Source records:
○ ○ ○ ○
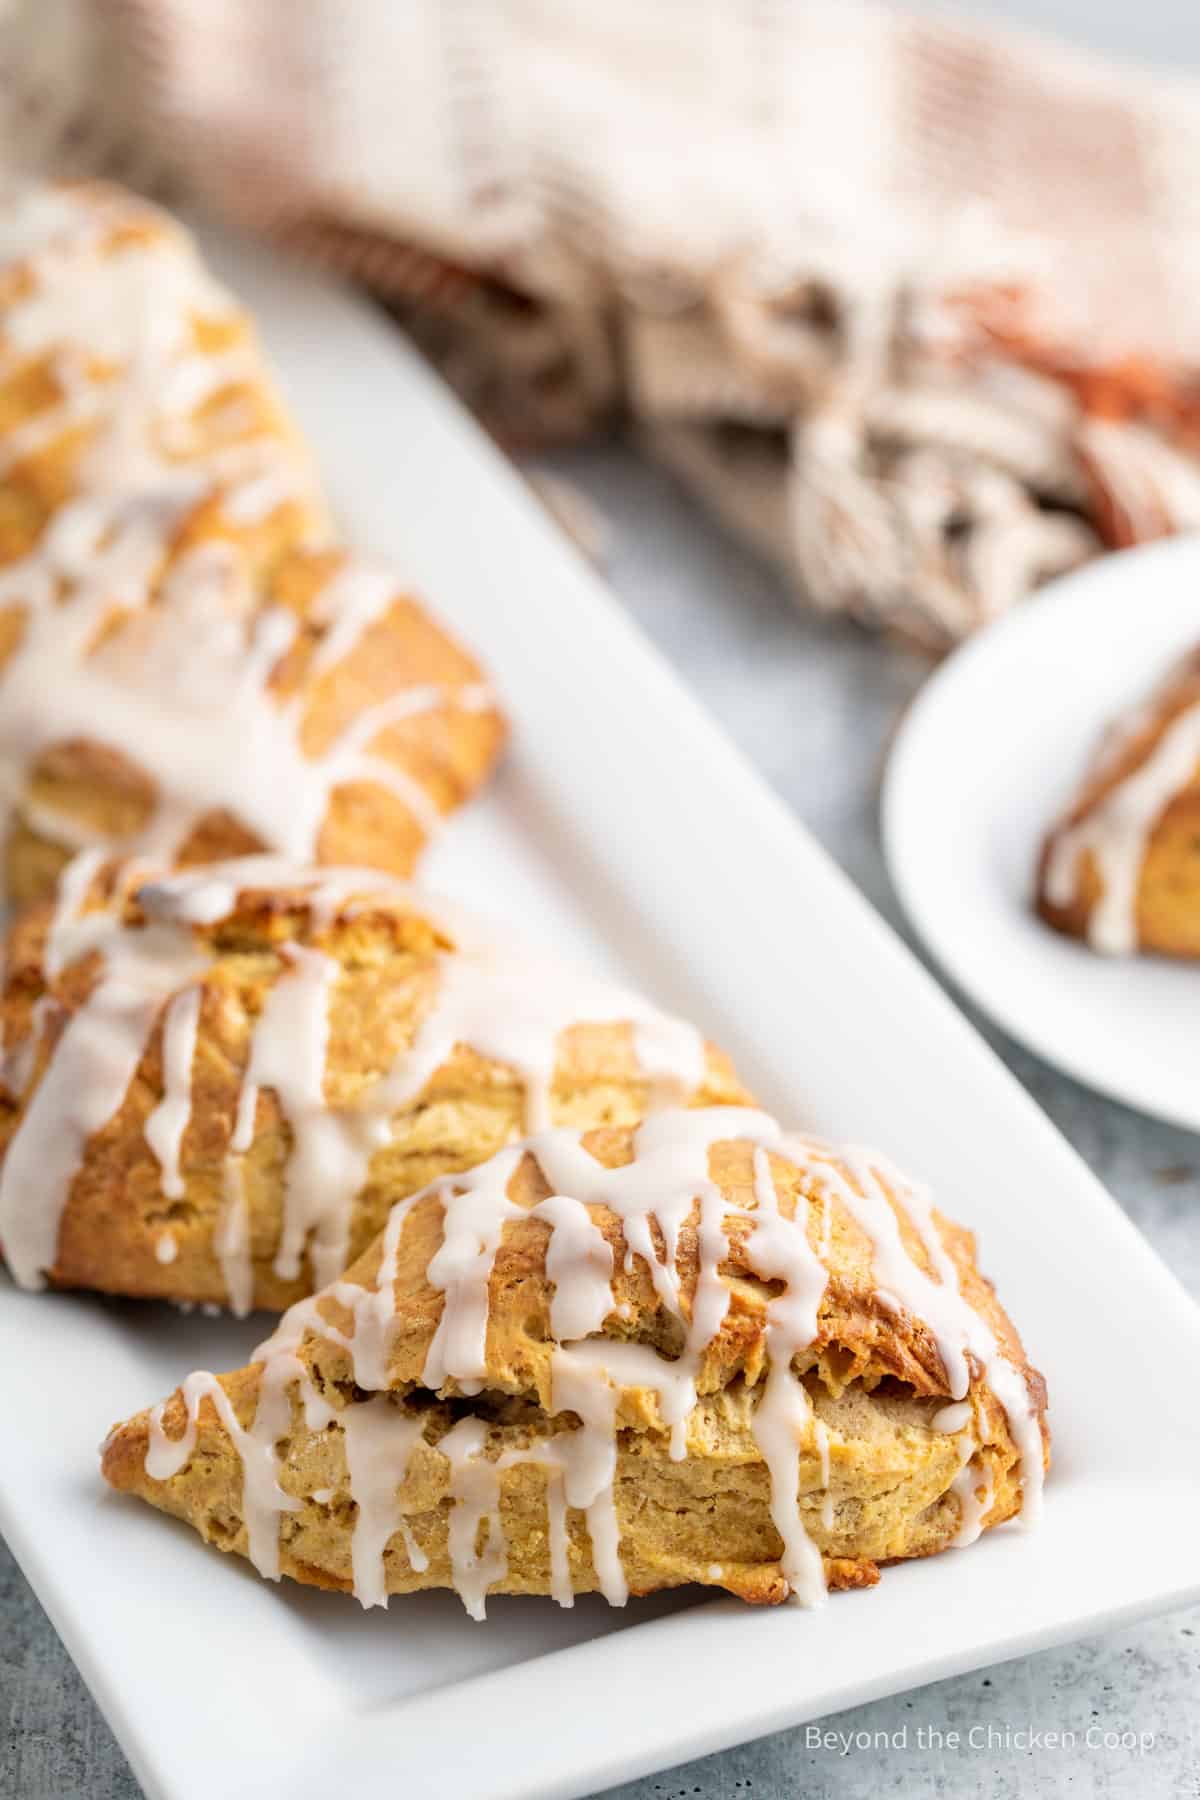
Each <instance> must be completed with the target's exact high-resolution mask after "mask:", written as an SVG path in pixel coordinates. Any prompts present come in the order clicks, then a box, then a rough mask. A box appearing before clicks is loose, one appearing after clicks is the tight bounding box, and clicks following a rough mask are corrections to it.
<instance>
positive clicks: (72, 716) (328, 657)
mask: <svg viewBox="0 0 1200 1800" xmlns="http://www.w3.org/2000/svg"><path fill="white" fill-rule="evenodd" d="M0 468H2V473H0V799H2V806H0V828H4V839H5V851H4V871H2V873H4V887H5V889H7V895H9V898H16V900H31V898H34V896H38V895H45V893H49V891H50V889H52V886H54V878H56V875H58V873H59V869H61V868H63V864H65V862H67V859H68V855H70V853H72V851H74V850H77V848H79V846H85V844H106V846H108V848H110V850H113V848H117V846H119V848H121V851H122V853H126V855H146V857H153V859H155V860H158V862H200V860H205V862H207V860H218V859H221V857H232V855H241V853H243V851H254V850H270V851H279V853H282V855H288V857H293V859H309V860H320V862H362V864H369V866H378V868H385V869H389V871H390V873H401V875H403V873H408V869H410V868H412V866H414V860H416V855H417V851H419V850H421V846H423V842H425V841H426V837H428V833H430V830H432V828H434V826H435V823H437V821H439V817H441V814H444V812H448V810H450V808H452V806H455V805H459V801H462V799H466V797H468V796H470V794H471V792H473V788H475V787H477V785H479V783H480V781H482V779H484V776H486V774H488V770H489V767H491V763H493V761H495V756H497V752H498V747H500V742H502V736H504V725H502V720H500V715H498V711H497V706H495V702H493V700H491V697H489V693H488V689H486V688H484V684H482V675H480V670H479V664H477V662H475V661H473V659H471V657H470V655H468V653H466V652H464V650H462V648H461V646H459V644H457V643H453V639H452V637H450V635H448V634H446V632H444V630H443V628H441V626H439V625H435V623H434V619H430V617H428V616H426V614H425V612H423V610H421V607H417V605H416V601H414V599H412V598H408V596H407V592H405V587H403V583H401V581H399V580H398V578H396V574H394V572H392V571H389V569H387V567H383V565H376V563H372V562H367V560H365V558H362V556H349V554H347V553H345V551H340V549H336V547H333V536H331V527H329V520H327V515H326V506H324V500H322V497H320V493H318V488H317V482H315V473H313V466H311V459H309V455H308V452H306V448H304V445H302V443H300V439H299V434H297V432H295V428H293V425H291V421H290V419H288V416H286V412H284V410H282V407H281V401H279V396H277V392H275V387H273V382H272V378H270V374H268V371H266V367H264V364H263V356H261V353H259V347H257V342H255V337H254V329H252V324H250V320H248V319H246V315H245V311H243V310H241V308H239V306H237V304H236V302H234V301H232V297H230V295H228V293H227V292H225V290H223V288H219V286H218V284H216V283H214V281H212V277H210V275H209V274H207V270H205V266H203V263H201V261H200V257H198V256H196V250H194V247H193V243H191V239H189V238H187V234H185V232H184V230H182V229H180V227H178V225H175V223H173V221H171V220H169V218H167V216H166V214H164V212H160V211H158V209H157V207H151V205H149V203H148V202H144V200H139V198H135V196H133V194H128V193H122V191H121V189H117V187H108V185H103V184H85V185H61V187H54V185H50V187H36V189H31V191H27V193H23V194H20V196H18V198H14V200H11V202H9V205H7V207H5V216H4V248H2V250H0Z"/></svg>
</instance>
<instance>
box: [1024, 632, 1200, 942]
mask: <svg viewBox="0 0 1200 1800" xmlns="http://www.w3.org/2000/svg"><path fill="white" fill-rule="evenodd" d="M1196 706H1200V652H1196V653H1193V655H1189V657H1187V659H1186V661H1182V662H1180V664H1178V666H1177V668H1175V670H1173V671H1171V675H1169V677H1168V680H1164V682H1162V684H1160V686H1159V688H1157V689H1155V693H1153V695H1151V697H1150V700H1148V702H1144V704H1142V706H1141V707H1139V709H1137V711H1133V713H1130V715H1128V716H1126V718H1124V720H1121V722H1117V727H1115V738H1112V736H1110V738H1108V740H1106V742H1105V743H1103V745H1101V749H1099V752H1097V756H1096V758H1094V761H1092V767H1090V769H1088V772H1087V776H1085V779H1083V785H1081V788H1079V794H1078V797H1076V801H1074V805H1072V806H1070V810H1069V812H1067V815H1065V817H1063V819H1060V821H1058V824H1056V826H1054V828H1052V830H1051V832H1049V833H1047V837H1045V842H1043V844H1042V853H1040V857H1038V871H1036V887H1034V907H1036V913H1038V916H1040V918H1042V920H1043V922H1045V923H1047V925H1051V927H1052V929H1054V931H1061V932H1063V934H1065V936H1070V938H1081V940H1083V941H1087V940H1088V936H1090V927H1092V922H1094V916H1096V909H1097V905H1099V902H1101V898H1103V895H1105V877H1103V871H1101V868H1099V864H1097V859H1096V855H1094V851H1092V848H1088V844H1087V842H1083V844H1079V848H1078V851H1076V853H1074V862H1072V877H1074V882H1072V891H1070V895H1069V898H1063V896H1061V895H1052V893H1051V884H1049V869H1051V864H1052V860H1054V855H1056V851H1058V850H1060V846H1063V842H1065V841H1067V839H1069V833H1072V832H1076V830H1078V828H1079V826H1085V828H1087V824H1088V821H1092V819H1094V817H1096V815H1097V814H1099V810H1101V808H1103V806H1105V803H1106V801H1110V799H1112V797H1114V794H1115V792H1117V790H1119V788H1121V787H1123V783H1124V781H1128V779H1130V776H1135V774H1137V772H1139V770H1142V769H1144V767H1146V763H1148V761H1150V760H1151V756H1153V754H1155V751H1159V747H1160V745H1162V740H1164V734H1166V733H1168V731H1169V727H1171V725H1173V724H1175V722H1177V720H1178V718H1180V716H1182V715H1184V713H1187V711H1191V709H1193V707H1196ZM1133 934H1135V943H1137V947H1139V949H1142V950H1155V952H1160V954H1164V956H1200V761H1198V765H1196V770H1195V772H1193V778H1191V781H1187V783H1186V785H1184V787H1180V788H1178V790H1175V792H1173V794H1171V796H1169V797H1168V799H1166V803H1164V806H1162V810H1160V812H1159V815H1157V819H1155V821H1153V826H1151V830H1150V832H1148V835H1146V842H1144V850H1142V855H1141V869H1139V875H1137V891H1135V902H1133Z"/></svg>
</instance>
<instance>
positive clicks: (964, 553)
mask: <svg viewBox="0 0 1200 1800" xmlns="http://www.w3.org/2000/svg"><path fill="white" fill-rule="evenodd" d="M4 29H5V34H7V45H5V72H7V90H5V94H7V104H5V112H7V124H9V126H11V128H14V130H9V153H11V155H18V153H20V155H22V157H23V158H25V160H34V162H45V160H54V162H58V164H61V162H63V160H68V162H74V166H86V167H94V166H97V164H103V166H110V167H113V166H115V169H117V173H122V171H126V173H128V169H130V167H131V169H133V175H135V178H139V176H140V178H148V171H155V175H157V176H158V178H160V180H167V184H169V185H171V187H173V189H175V191H176V193H184V194H194V196H201V198H203V200H205V202H209V203H212V205H216V207H218V209H221V211H223V212H227V214H230V216H234V218H237V220H239V221H243V223H246V225H250V227H254V229H257V230H264V232H268V234H272V236H275V238H279V239H282V241H286V243H291V245H297V247H300V248H304V250H308V252H309V254H315V256H318V257H322V259H326V261H329V263H335V265H338V266H344V268H347V270H351V272H354V274H356V275H358V277H362V279H363V281H367V283H371V284H372V286H376V288H378V290H380V292H381V293H385V295H389V297H390V301H392V302H394V304H396V308H398V311H399V313H401V315H403V317H405V320H407V322H408V324H410V326H412V328H414V329H416V333H417V337H419V338H421V342H423V344H425V346H426V347H428V349H430V351H432V353H434V355H435V356H437V360H439V362H441V365H443V367H444V371H446V373H448V376H450V378H452V380H453V382H455V383H457V385H459V389H461V391H462V392H464V394H466V398H468V400H470V401H471V403H473V405H477V407H479V410H480V412H482V414H484V416H486V418H488V421H489V423H491V425H493V428H497V430H498V432H500V434H502V436H504V437H507V439H509V441H538V439H547V437H563V436H574V434H579V432H583V430H587V428H588V427H592V425H596V423H597V421H601V419H606V418H608V416H610V414H615V412H617V410H621V409H624V410H628V412H630V414H631V416H633V419H635V421H637V427H639V430H640V432H642V436H644V441H646V443H648V445H649V448H651V450H653V452H655V454H658V455H662V457H664V459H666V461H667V463H669V464H671V466H673V468H676V470H678V472H680V475H682V477H684V479H685V481H687V482H691V484H693V486H694V488H696V490H698V491H700V493H702V495H703V497H705V499H707V500H709V504H711V506H712V508H716V511H718V513H720V515H721V517H723V518H727V520H729V524H730V526H732V527H734V529H738V531H741V533H743V535H745V536H747V538H750V540H752V542H754V544H757V545H759V547H761V549H763V551H766V554H770V556H772V558H774V560H775V562H779V563H781V565H783V567H784V569H788V571H790V572H792V574H793V576H795V580H797V587H799V590H801V592H802V594H804V596H806V598H808V599H810V601H813V603H815V605H819V607H828V608H842V610H849V612H853V614H855V616H858V617H862V619H867V621H871V623H880V625H885V626H891V628H898V630H903V632H907V634H909V635H914V637H918V639H919V641H923V643H927V644H930V646H932V648H943V646H946V644H948V643H954V641H955V639H957V637H961V635H963V634H966V632H970V630H972V628H973V626H977V625H981V623H982V621H986V619H990V617H993V616H995V614H999V612H1002V610H1004V608H1006V607H1009V605H1011V603H1013V601H1015V599H1018V598H1022V596H1024V594H1025V592H1027V590H1029V589H1031V587H1033V585H1036V583H1038V581H1040V580H1042V578H1045V576H1049V574H1052V572H1056V571H1061V569H1067V567H1070V565H1074V563H1078V562H1081V560H1083V558H1087V556H1090V554H1092V553H1094V551H1096V549H1099V547H1101V545H1112V544H1128V542H1139V540H1142V538H1148V536H1155V535H1160V533H1164V531H1177V529H1187V527H1193V526H1200V459H1198V457H1200V187H1198V184H1196V178H1195V175H1196V169H1198V167H1200V88H1198V86H1196V85H1191V83H1186V81H1177V79H1171V77H1164V76H1159V77H1153V76H1150V74H1141V72H1133V70H1114V68H1110V67H1108V65H1105V63H1099V61H1096V59H1090V58H1085V56H1081V54H1078V52H1067V50H1063V49H1058V47H1052V45H1047V43H1042V41H1040V40H1031V38H1027V36H1015V34H1000V32H986V31H981V29H959V27H955V25H952V23H946V22H941V20H937V22H934V20H930V18H914V16H909V14H905V13H900V11H883V9H876V7H869V5H856V4H853V0H840V4H810V5H793V4H790V0H604V4H603V5H597V4H596V0H403V4H399V0H398V4H385V0H358V4H356V5H349V7H347V5H345V4H344V0H11V11H9V16H7V25H5V27H4Z"/></svg>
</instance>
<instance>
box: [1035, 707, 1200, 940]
mask: <svg viewBox="0 0 1200 1800" xmlns="http://www.w3.org/2000/svg"><path fill="white" fill-rule="evenodd" d="M1198 767H1200V704H1196V706H1189V707H1186V709H1184V711H1182V713H1178V715H1177V718H1173V720H1171V724H1169V725H1168V727H1166V731H1164V733H1162V736H1160V738H1159V742H1157V743H1155V747H1153V749H1151V751H1150V754H1148V756H1146V760H1144V761H1142V763H1139V765H1137V767H1135V769H1132V770H1130V774H1126V776H1124V778H1123V779H1121V781H1117V783H1115V785H1114V787H1112V788H1110V790H1108V794H1105V797H1103V799H1101V801H1097V803H1096V806H1092V810H1090V812H1088V814H1085V817H1083V819H1079V823H1078V824H1072V826H1069V828H1067V830H1063V832H1060V833H1058V835H1056V837H1054V839H1052V842H1051V853H1049V857H1047V864H1045V895H1047V900H1051V904H1052V905H1070V902H1072V900H1074V895H1076V880H1078V875H1079V860H1081V857H1085V855H1088V853H1090V855H1092V859H1094V862H1096V868H1097V873H1099V877H1101V895H1099V898H1097V900H1096V902H1094V905H1092V909H1090V913H1088V920H1087V938H1088V943H1090V945H1092V949H1094V950H1101V952H1105V954H1108V956H1128V954H1130V952H1132V950H1135V949H1137V884H1139V877H1141V871H1142V862H1144V860H1146V848H1148V844H1150V837H1151V833H1153V828H1155V824H1157V823H1159V819H1160V817H1162V814H1164V812H1166V808H1168V806H1169V805H1171V801H1173V799H1175V796H1177V794H1180V792H1182V790H1184V788H1186V787H1187V783H1189V781H1191V779H1193V776H1195V774H1196V769H1198Z"/></svg>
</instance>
○ ○ ○ ○
WHAT YOU ARE ASKED TO DO:
Copy the records word for word from their start up to and including the line with "positive clicks: (72, 716) (328, 657)", leaving out any pictures.

RESULT FOR THIS TASK:
Each <instance> must be completed with the target's exact high-resolution mask after "mask:", written as an SVG path in pixel coordinates. Any prompts present come in the order clicks, then a box, then a rough mask. A box appearing before clicks is loose, one appearing after clicks is the tight bounding box, and clicks following a rough mask are corrections to it.
<instance>
positive clicks: (72, 716) (328, 657)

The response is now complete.